[WHAT THE TASK REQUIRES]: Rewrite these lines with "segment" replaced by "outline" wherever it appears, keeping everything else the same, and omit the pictures.

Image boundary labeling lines
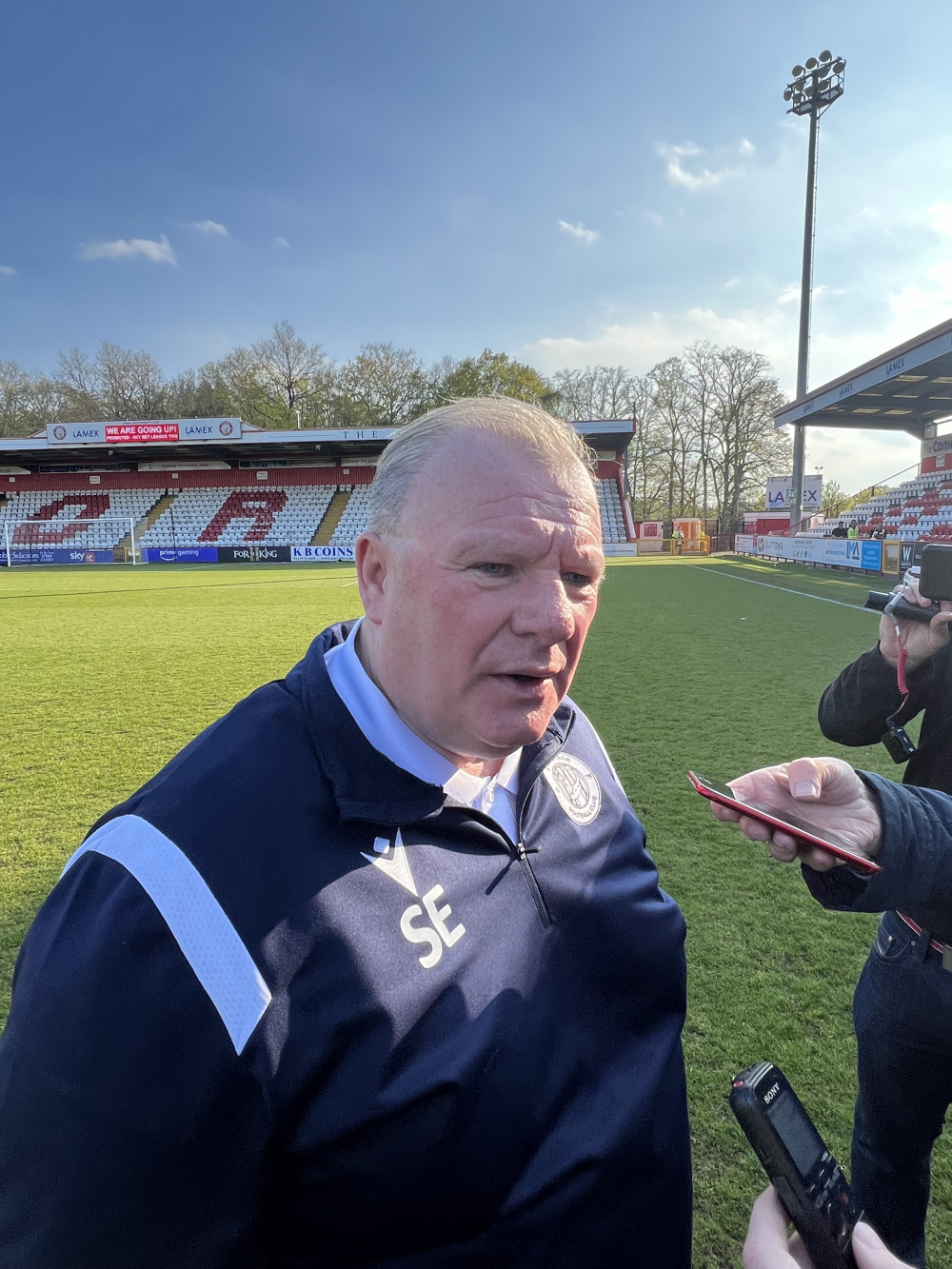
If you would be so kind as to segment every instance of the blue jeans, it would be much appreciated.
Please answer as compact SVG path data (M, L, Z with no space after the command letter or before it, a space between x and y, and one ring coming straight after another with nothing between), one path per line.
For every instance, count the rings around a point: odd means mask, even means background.
M952 973L886 912L853 996L859 1095L850 1188L882 1240L922 1266L932 1146L952 1104Z

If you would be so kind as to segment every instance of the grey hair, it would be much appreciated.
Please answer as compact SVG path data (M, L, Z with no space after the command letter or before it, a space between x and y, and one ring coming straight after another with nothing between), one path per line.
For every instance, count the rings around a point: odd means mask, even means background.
M407 423L387 443L367 500L367 528L396 533L410 485L443 440L461 433L496 437L565 471L575 463L594 477L594 454L564 419L513 397L462 397Z

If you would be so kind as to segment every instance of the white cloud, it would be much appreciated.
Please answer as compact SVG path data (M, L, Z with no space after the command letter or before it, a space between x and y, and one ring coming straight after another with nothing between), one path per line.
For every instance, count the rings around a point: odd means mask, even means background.
M583 225L570 225L567 221L560 221L559 228L565 233L571 233L572 237L579 239L586 246L592 246L598 237L598 230L586 230Z
M688 141L680 146L659 143L655 148L668 162L665 169L668 180L673 185L680 185L684 189L689 189L692 193L697 193L699 189L712 189L715 185L720 185L722 180L730 180L735 176L743 175L741 168L730 165L715 169L713 171L711 171L710 168L703 168L699 173L688 171L684 166L684 160L697 159L704 154L701 146L696 146L693 141ZM750 159L753 154L753 145L744 138L737 146L737 155L740 159Z
M112 242L80 244L84 260L129 260L137 255L156 264L178 264L171 242L164 233L157 242L154 239L116 239Z
M905 325L911 324L913 334L938 326L952 316L952 260L933 264L925 270L925 277L930 287L908 282L889 296L890 310Z
M217 235L218 237L228 236L228 231L217 221L192 221L189 228L198 230L199 233Z
M925 218L942 237L952 237L952 203L933 203L925 208Z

[SOLUTION FOR THIS PROBLEM]:
If you would be so kind as to outline every instance of the blue jeans, it would be much appreciated.
Please answer as compact SVG path data (M, L, Z with no space after the command letter or before it, a space between x and y, and one ring coming straight after another with nothing between), one path per line.
For every instance, count the rings around a point: odd means mask, even means background.
M952 973L886 912L853 996L859 1095L850 1188L882 1240L922 1266L932 1146L952 1104Z

If you would be so kind as to outline every instance of the grey hair, it would be much appreciated.
Please answer as compact SVG path data (M, L, Z with no space after the command letter or before it, a space between x and y, and one ring coming straight after another with nothing between), one path per line.
For every instance, count the rings around a point: odd means mask, even means background.
M407 423L387 443L367 500L367 528L396 533L410 485L443 440L461 433L496 437L565 471L575 463L594 477L594 454L564 419L513 397L462 397Z

If you would be so kind as to outline every instance of the white cloud, it would be much appreciated.
Please answer as compact SVG path data (M, L, Z with no space after the command letter or before it, a space between x and y, and one ring coming straight after another with nothing between), one path per line.
For every instance, count the rings around a point: odd means mask, even means background.
M583 225L570 225L567 221L560 221L559 228L565 233L571 233L572 237L579 239L586 246L592 246L598 237L598 230L586 230Z
M688 141L680 146L659 143L655 148L668 162L665 169L668 180L673 185L680 185L684 189L689 189L692 193L697 193L699 189L712 189L715 185L720 185L722 180L730 180L735 176L743 175L741 168L730 165L715 169L713 171L711 171L710 168L703 168L699 173L688 171L684 166L684 160L697 159L704 154L701 146L696 146L693 141ZM750 159L753 154L753 145L744 138L737 146L737 155L740 159Z
M112 242L80 244L84 260L129 260L137 255L156 264L178 264L171 242L164 233L157 242L154 239L116 239Z
M905 325L911 324L913 334L938 326L952 316L952 260L933 264L925 270L925 277L930 287L908 282L889 296L890 310Z
M217 235L218 237L228 236L228 231L217 221L192 221L189 228L198 230L199 233Z
M925 218L942 237L952 237L952 203L933 203L925 208Z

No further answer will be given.